== WRITTEN PROBLEM ==
Quote, verbatim, all material below, without pictures.

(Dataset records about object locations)
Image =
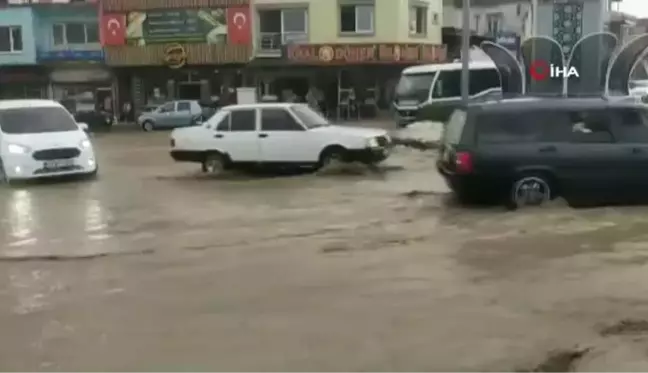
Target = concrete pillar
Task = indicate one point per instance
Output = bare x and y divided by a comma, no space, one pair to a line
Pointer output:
205,91
171,94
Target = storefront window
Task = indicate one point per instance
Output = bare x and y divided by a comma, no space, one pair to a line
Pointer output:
18,91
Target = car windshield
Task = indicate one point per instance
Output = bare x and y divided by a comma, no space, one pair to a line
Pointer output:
309,117
638,84
414,87
36,120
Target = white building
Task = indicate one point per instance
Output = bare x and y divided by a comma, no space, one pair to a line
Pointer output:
490,17
527,17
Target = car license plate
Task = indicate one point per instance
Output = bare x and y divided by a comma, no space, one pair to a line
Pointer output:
446,156
58,163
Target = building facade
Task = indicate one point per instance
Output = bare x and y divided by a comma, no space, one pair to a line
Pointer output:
352,51
20,76
68,46
165,49
491,18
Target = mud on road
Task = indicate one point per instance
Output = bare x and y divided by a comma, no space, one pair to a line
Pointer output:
156,268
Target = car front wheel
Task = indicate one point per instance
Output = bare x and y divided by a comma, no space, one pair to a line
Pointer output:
214,164
530,190
148,126
4,179
332,155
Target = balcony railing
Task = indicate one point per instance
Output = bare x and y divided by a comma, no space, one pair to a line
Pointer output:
273,41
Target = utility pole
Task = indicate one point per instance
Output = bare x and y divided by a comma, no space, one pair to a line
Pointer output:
465,51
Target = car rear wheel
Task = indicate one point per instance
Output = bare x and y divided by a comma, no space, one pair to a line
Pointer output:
148,126
4,179
533,189
214,164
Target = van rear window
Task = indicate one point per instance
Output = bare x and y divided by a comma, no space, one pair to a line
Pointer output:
508,127
454,128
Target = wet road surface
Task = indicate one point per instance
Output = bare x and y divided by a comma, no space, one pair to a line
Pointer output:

== TASK SOLUTION ==
Image =
Target = concrete pillar
Task = indicate one point per instance
Output = bare x and y divided by a comma, no space, one pair to a line
Pointer output:
205,91
171,94
Target = storefront window
Task = indicate one point per instance
Output = bare x and y divided by a comma, no space, one pair to a line
Pointer output:
18,91
Target = car windshield
Task = indicate one point per instance
Output = bare x and y divided by a comma, no space, one pair to a line
Pointer output:
309,117
638,84
414,87
36,120
Target = white building
Task = indicate one point per instance
Output = bare x and y divided by a comma, no space, one pair to a line
Pointer output:
490,17
527,17
Target = car license plate
Task = indicate one point per instance
Output = bare x and y divided by a comma, no space, one pair to a line
Pointer output:
446,156
58,163
Target = building facade
Task = indicate one point per instance
Output = bare x and y divided by a comma, no space, one pair to a line
Pointer output:
352,51
20,76
68,46
165,49
491,18
Target = mud on road
Task = indicate one point per instance
Output = bare x and y divided by a comma, no space, one pair to a line
Pointer output:
156,268
Target = car front wheel
Task = indicate one point per instance
Output = bare x and y divided by a comma, no space, one pair to a line
Pointer output:
214,164
530,190
148,126
4,179
332,155
Target = balcony railing
Task = indicate one point per instance
Output = bare x and y divided by a comma, no space, one pair to a line
Pointer output:
273,41
Target = utility pole
Task = indicate one point per instance
Output = bare x and y divided by a comma, no space, one pair to a line
Pointer output:
465,51
Target = car rear wheel
Task = indicate one point per instance
Output = bare x and y divided by a comma, no space, one pair to a line
Pointer output:
148,126
4,179
533,189
214,164
Target = van rear window
Task = indicate one point per instance
Output = bare x and y divided by a comma, no space, one pair to a line
Pointer output:
508,127
454,128
Target = wet road surface
Task = indicate one point per instance
Output = bare x and y divided by a comma, no space, one pair to a line
Pointer output:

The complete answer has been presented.